Stored data entries:
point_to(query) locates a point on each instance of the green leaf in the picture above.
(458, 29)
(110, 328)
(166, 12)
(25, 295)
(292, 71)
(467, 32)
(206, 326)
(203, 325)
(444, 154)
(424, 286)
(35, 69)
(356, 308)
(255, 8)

> _Task directions_
Write the material out exactly, with nothing left out.

> _Written answer_
point_to(query) locates a point on each instance of the green leaf in the picture above.
(458, 29)
(110, 328)
(166, 12)
(25, 295)
(292, 71)
(467, 32)
(206, 326)
(203, 325)
(444, 154)
(424, 286)
(35, 69)
(356, 308)
(255, 8)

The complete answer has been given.